### Exercise
Rewrite the listing below, replacing "service" with "system" everywhere and keeping everything else the same.

-- start --

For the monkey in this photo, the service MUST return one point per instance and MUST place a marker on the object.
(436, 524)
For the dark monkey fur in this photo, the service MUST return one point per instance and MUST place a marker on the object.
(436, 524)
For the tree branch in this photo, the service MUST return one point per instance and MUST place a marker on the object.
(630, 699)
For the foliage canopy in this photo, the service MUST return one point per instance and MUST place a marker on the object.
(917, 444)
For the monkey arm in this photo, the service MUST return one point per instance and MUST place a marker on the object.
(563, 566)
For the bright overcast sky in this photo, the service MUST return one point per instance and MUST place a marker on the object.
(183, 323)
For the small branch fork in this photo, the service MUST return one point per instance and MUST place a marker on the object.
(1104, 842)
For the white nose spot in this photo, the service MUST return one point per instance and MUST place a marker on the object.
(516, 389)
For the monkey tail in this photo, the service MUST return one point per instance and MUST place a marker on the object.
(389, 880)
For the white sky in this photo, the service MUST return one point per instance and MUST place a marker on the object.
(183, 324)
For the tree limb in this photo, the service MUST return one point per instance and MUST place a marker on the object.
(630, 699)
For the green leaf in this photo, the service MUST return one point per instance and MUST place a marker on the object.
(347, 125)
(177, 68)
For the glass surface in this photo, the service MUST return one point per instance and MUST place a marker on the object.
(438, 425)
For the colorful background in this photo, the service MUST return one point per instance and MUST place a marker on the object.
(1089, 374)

-- end --

### Problem solution
For the monkey in this photo, the system MUST return one point per instance and MUST place a marker on the object.
(436, 524)
For the dark monkey fur in this photo, the system MUST return one point per instance and MUST place a marker on the object.
(436, 524)
For the tree branch in this photo, the system MUST return one point per instance and MUST place a marker on the object.
(630, 699)
For the foliage canopy in this photo, the system MUST return one point per instance and MUST place a marker on the object.
(917, 444)
For the monkey arm in this photo, the system MUST return one point per instance and MUST place a marker on the object.
(563, 566)
For the bright overcast sky in this photo, the system MUST return one point per instance and MUST place a marker on the object.
(183, 323)
For the small branch fork in this photo, the system MUST return one point per instance and MUST place a marker on the object.
(1104, 842)
For the white nose spot in this photo, the system MUST return one point per instance and MUST place a marker on the object.
(516, 389)
For the monkey tail in this photo, the system MUST return one point per instance and MUST place a marker on the object.
(389, 880)
For the white sky in this photo, the system MUST return one point per instance and MUST place a marker on the object.
(183, 324)
For the tree limb in this photo, the system MUST return one point per instance and MUST place a marker on the object.
(630, 699)
For the green leaf in this photo, the system MUST return one point per instance and MUST place a marker on the object.
(347, 125)
(177, 68)
For the glass surface in this photo, the system MUST return one point per instance and MUST place a marker on the object.
(438, 425)
For the colorful background in this photo, the system MUST return one point per instance and MUST place a marker on the object.
(1089, 374)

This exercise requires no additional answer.